### Short task
Copy every one of the items below word for word, keeping each line in its original order.

### Available records
··········

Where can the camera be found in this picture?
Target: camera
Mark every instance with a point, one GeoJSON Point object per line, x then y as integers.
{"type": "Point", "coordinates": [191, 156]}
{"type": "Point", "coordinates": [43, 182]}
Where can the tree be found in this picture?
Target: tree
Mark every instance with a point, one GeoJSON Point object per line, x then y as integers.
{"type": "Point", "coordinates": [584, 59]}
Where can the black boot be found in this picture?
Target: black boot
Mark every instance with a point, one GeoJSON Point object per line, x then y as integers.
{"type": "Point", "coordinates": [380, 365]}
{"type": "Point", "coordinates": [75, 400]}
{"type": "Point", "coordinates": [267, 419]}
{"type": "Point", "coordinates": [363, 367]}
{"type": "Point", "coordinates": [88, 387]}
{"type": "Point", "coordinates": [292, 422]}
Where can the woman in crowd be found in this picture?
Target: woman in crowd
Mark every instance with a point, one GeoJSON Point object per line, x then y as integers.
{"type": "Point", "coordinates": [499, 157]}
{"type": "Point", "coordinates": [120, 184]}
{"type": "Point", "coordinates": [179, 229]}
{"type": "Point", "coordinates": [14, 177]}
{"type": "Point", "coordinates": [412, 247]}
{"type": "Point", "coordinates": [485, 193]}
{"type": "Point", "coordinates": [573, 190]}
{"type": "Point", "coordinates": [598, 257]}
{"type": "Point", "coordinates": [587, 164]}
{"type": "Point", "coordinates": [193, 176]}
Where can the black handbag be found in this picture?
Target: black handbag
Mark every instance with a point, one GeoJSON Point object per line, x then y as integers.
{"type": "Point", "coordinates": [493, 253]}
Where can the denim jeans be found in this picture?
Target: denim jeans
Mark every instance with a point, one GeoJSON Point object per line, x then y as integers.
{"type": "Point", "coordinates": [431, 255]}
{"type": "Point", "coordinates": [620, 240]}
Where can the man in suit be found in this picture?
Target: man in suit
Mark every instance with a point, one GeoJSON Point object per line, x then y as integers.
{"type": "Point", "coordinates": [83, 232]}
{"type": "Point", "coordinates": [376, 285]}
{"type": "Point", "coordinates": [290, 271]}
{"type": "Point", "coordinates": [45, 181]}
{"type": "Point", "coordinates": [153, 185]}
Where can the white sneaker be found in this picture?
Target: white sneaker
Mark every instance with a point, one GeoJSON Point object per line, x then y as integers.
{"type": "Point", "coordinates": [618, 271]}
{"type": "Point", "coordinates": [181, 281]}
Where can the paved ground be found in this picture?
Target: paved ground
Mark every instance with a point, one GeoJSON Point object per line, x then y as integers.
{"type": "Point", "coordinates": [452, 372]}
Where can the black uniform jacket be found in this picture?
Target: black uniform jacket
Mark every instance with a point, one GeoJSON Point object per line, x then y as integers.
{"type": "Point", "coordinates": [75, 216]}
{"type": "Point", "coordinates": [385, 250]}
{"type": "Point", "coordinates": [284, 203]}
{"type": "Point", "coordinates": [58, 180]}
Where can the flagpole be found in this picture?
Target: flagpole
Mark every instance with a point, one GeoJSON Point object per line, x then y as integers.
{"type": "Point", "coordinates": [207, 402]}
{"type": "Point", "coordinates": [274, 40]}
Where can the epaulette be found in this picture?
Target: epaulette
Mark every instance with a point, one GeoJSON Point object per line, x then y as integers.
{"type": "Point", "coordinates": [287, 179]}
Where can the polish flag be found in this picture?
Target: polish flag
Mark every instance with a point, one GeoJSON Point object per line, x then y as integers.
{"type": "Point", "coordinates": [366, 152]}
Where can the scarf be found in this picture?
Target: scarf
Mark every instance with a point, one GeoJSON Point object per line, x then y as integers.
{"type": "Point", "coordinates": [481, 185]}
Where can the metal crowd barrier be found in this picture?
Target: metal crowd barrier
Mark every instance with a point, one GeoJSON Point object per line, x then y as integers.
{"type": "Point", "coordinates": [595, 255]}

··········

### Written reply
Where can the camera be found in this picture?
Target: camera
Mark every instance with a point, one GeoJSON Point object per line, x then y as integers.
{"type": "Point", "coordinates": [191, 156]}
{"type": "Point", "coordinates": [43, 182]}
Where can the tree be found in this picture?
Target: tree
Mark every instance with a point, one GeoJSON Point object per line, x then y as integers.
{"type": "Point", "coordinates": [584, 59]}
Where can the black boot be found in this picture?
Target: black boot
Mark every instance with a point, one GeoJSON Point object per line, x then y as integers.
{"type": "Point", "coordinates": [380, 365]}
{"type": "Point", "coordinates": [75, 400]}
{"type": "Point", "coordinates": [267, 419]}
{"type": "Point", "coordinates": [363, 367]}
{"type": "Point", "coordinates": [88, 387]}
{"type": "Point", "coordinates": [292, 422]}
Where can the woman in crowd be found in this picture?
Target: woman in crowd
Mark every instance with a point, one GeoJSON Point object per line, x then y as integers.
{"type": "Point", "coordinates": [499, 157]}
{"type": "Point", "coordinates": [120, 184]}
{"type": "Point", "coordinates": [179, 229]}
{"type": "Point", "coordinates": [14, 177]}
{"type": "Point", "coordinates": [412, 247]}
{"type": "Point", "coordinates": [485, 193]}
{"type": "Point", "coordinates": [573, 190]}
{"type": "Point", "coordinates": [598, 257]}
{"type": "Point", "coordinates": [587, 164]}
{"type": "Point", "coordinates": [193, 176]}
Where can the black handbag be found in this picture?
Target: black handbag
Mark every instance with a point, one GeoJSON Point object per line, x then y as integers.
{"type": "Point", "coordinates": [493, 253]}
Where can the denim jeans be found in this picture?
Target: denim jeans
Mark every instance with a point, one GeoJSON Point object per line, x then y as integers.
{"type": "Point", "coordinates": [431, 255]}
{"type": "Point", "coordinates": [620, 240]}
Where can the man in suit be found in this picture?
Target: man in suit
Mark every instance with a point, one GeoJSON Point object per line, x then y as integers.
{"type": "Point", "coordinates": [83, 232]}
{"type": "Point", "coordinates": [376, 285]}
{"type": "Point", "coordinates": [290, 271]}
{"type": "Point", "coordinates": [45, 181]}
{"type": "Point", "coordinates": [153, 185]}
Where can the white sneaker be found in this picture?
Target: white sneaker
Mark every instance with a point, one GeoJSON Point object per line, x then y as integers.
{"type": "Point", "coordinates": [618, 271]}
{"type": "Point", "coordinates": [181, 281]}
Where can the paved ground be found in this picture?
Target: paved ground
Mark every instance with a point, one GeoJSON Point object per line, x then y as integers.
{"type": "Point", "coordinates": [452, 372]}
Where can the black uniform jacket be found in this picture?
Target: black uniform jacket
Mark every instance with a point, one GeoJSON Point object per line, x then y as integers.
{"type": "Point", "coordinates": [75, 216]}
{"type": "Point", "coordinates": [385, 250]}
{"type": "Point", "coordinates": [284, 203]}
{"type": "Point", "coordinates": [58, 180]}
Where can the flagpole be found in this picture?
Target: flagpole
Mark every instance with a point, one GeoJSON Point object per line, x then y as integers.
{"type": "Point", "coordinates": [207, 402]}
{"type": "Point", "coordinates": [274, 40]}
Where can the epaulette be found in this picture?
Target: epaulette
Mark every instance with a point, one GeoJSON Point object per line, x then y as integers.
{"type": "Point", "coordinates": [287, 179]}
Where can the polish flag be found in this picture?
Target: polish flag
Mark every instance with a point, one GeoJSON Point object per line, x then y as integers.
{"type": "Point", "coordinates": [366, 152]}
Where can the scarf be found in this picture?
Target: scarf
Mark every instance with a point, one GeoJSON Point object per line, x then y as integers.
{"type": "Point", "coordinates": [481, 185]}
Where can the metal crowd barrier be found in this picture?
Target: metal crowd barrier
Mark every instance with a point, one GeoJSON Point object per line, x then y as integers.
{"type": "Point", "coordinates": [595, 255]}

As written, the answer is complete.